However, SQL struggles when working with complex data. By complex data, I mean data that contains many entity types and is highly interconnected. When querying such data in SQL, challenges arise in the modelling and querying of the data. For example, due to the large number of necessary JOINs, it forces us to write long and verbose queries. Not only do such queries take very long to run, but they are also difficult to write and prone to mistakes. When working with complex data in SQL, we can list the challenges as follows:

  1. Complex to write queries — analysing hierarchical data with many relationships leads to SQL statements containing many JOINs which easily become too difficult to understand.
  2. Slow query speed — as a consequence, queries with a large number of JOINs create complexity in the computing response and lead to high query response times.
  3. Complicated data models — domains with complex data require non-intuitive data models with (join) tables that create unnecessary complexity and reduce data quality.

The above challenges are especially pertinent when working with biomedical data (see more here). This is exactly the type of data that becomes difficult to model and query in SQL. It contains many entity types (e.g. various of proteins, genes, tissues) and many connections between those entities (interactions, associations, etc). This is why using a query language such as TypeQL can reduce the modelling and querying complexity by orders of magnitude (more on that below). That’s why in this article, I want to look at how TypeQL compares to SQL when working with biomedical data.

* _Extracted records_
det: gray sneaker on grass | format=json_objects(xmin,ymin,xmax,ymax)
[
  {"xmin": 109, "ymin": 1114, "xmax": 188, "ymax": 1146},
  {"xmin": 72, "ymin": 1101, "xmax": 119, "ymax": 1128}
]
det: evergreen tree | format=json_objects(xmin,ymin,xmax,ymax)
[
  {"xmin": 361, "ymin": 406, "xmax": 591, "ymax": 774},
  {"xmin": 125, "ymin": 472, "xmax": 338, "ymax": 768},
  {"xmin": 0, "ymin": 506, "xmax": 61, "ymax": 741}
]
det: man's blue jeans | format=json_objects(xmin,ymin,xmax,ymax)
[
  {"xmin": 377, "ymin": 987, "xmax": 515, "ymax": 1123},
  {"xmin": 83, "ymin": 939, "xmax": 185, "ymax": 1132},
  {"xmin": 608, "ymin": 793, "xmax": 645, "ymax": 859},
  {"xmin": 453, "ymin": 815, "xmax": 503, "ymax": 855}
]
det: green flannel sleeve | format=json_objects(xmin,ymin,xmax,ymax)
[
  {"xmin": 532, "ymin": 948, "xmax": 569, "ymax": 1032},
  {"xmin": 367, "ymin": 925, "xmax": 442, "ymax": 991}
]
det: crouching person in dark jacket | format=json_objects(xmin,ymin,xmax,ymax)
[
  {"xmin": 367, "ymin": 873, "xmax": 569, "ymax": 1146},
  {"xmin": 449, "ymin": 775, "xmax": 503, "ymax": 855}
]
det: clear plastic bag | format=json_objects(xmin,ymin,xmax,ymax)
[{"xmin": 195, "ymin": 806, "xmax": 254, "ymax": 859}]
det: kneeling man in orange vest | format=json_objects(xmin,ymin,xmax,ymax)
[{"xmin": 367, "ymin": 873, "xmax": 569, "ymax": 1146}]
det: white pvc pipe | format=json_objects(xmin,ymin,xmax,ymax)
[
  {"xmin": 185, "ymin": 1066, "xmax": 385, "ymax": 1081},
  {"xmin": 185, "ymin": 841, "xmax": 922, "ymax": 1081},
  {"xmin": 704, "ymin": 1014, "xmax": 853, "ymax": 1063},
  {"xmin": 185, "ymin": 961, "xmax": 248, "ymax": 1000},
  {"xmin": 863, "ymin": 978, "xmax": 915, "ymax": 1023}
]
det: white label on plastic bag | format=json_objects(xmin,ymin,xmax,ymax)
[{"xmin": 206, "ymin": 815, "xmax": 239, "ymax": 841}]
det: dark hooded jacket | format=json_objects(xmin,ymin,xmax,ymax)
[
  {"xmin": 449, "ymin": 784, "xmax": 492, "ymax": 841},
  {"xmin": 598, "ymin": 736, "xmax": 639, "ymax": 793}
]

* _Work task_
Answer from the SQL passage:
1. How does the writer define complex data?
2. Which challenge in the numbered list concerns data models?
3. What query language does the writer compare with SQL for biomedical data?

* _The completed task_
1. Data that contains many entity types and is highly interconnected.
2. Complicated data models: domains with complex data require non-intuitive data models with (join) tables that create unnecessary complexity and reduce data quality.
3. TypeQL.